Instructions for the task => The line containing "For every instance of the watermark" marks where to begin. Write out that line and every line after it exactly, through the last line below.

--------------------------------

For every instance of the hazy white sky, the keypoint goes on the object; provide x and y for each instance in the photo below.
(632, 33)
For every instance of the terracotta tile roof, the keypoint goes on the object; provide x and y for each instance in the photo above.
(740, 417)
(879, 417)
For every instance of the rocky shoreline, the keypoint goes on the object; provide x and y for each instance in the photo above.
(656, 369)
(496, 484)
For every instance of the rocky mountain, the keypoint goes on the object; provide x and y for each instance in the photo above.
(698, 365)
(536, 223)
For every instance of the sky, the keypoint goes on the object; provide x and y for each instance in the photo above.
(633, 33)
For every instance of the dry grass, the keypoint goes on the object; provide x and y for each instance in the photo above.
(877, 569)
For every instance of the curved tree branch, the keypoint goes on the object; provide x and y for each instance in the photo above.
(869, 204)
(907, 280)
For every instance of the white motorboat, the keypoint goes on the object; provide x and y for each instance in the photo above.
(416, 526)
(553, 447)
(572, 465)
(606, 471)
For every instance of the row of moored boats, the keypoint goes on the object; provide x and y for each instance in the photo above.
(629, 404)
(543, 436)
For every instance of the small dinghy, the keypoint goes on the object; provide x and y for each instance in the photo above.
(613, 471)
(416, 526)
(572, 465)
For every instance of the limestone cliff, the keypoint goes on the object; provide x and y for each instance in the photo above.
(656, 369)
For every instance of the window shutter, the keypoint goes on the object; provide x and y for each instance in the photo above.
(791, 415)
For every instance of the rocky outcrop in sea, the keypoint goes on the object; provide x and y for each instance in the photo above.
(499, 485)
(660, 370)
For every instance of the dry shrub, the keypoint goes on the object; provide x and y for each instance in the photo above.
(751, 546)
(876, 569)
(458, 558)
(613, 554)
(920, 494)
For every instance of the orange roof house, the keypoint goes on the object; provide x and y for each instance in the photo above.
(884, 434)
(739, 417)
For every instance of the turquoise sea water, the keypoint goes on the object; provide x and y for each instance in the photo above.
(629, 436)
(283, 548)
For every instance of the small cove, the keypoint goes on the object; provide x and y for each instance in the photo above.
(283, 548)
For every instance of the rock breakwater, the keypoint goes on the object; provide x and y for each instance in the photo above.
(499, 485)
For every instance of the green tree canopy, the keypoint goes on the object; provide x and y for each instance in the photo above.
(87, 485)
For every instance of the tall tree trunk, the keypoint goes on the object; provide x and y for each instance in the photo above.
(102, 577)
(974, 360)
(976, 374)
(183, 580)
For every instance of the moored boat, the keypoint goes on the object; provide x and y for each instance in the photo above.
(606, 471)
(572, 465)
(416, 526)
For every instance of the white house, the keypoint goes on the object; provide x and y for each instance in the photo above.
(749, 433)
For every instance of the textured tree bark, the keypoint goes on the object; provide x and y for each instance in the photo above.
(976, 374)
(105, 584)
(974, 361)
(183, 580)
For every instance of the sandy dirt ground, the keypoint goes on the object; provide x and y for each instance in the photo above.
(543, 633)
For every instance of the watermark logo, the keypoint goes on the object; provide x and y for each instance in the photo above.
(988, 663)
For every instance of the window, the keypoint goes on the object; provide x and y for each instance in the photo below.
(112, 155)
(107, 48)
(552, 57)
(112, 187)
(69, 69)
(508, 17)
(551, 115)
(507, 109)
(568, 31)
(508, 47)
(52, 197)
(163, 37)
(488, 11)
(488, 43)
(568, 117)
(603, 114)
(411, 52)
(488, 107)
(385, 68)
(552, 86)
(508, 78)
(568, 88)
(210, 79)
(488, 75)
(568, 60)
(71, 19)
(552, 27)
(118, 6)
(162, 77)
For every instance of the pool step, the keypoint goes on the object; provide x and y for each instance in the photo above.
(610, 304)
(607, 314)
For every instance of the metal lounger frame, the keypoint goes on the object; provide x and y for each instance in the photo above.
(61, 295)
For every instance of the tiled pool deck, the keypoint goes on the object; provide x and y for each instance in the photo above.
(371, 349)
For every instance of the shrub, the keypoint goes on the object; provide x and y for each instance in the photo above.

--------------------------------

Answer for the task =>
For every instance of the watermark logo, the keypoint goes on the object; provide x and y for each instance in the photo above.
(988, 663)
For every instance of the window, the keypoint goes on the object; provide x and y for each instance in the photo below.
(112, 155)
(107, 48)
(552, 57)
(112, 187)
(69, 69)
(508, 17)
(551, 115)
(507, 109)
(568, 31)
(508, 47)
(52, 197)
(163, 37)
(488, 11)
(488, 43)
(568, 117)
(603, 114)
(411, 52)
(488, 107)
(385, 68)
(552, 86)
(508, 78)
(568, 88)
(210, 79)
(488, 75)
(568, 60)
(71, 19)
(552, 27)
(118, 6)
(162, 77)
For every instance of the pool step, the keypoint goes on the object; provide x and y for each instance in the photo above.
(610, 304)
(607, 314)
For every instance of the metal lounger frame, the keypoint goes on the object; provide x and y for each instance in the photo above.
(61, 295)
For every instance of the tiled pool deck, the keypoint goes on the object; provide x and y for each instance in the photo above.
(371, 349)
For every instance of the shrub, the keypoint goes on the object; provide x and y for each instance in the photo above.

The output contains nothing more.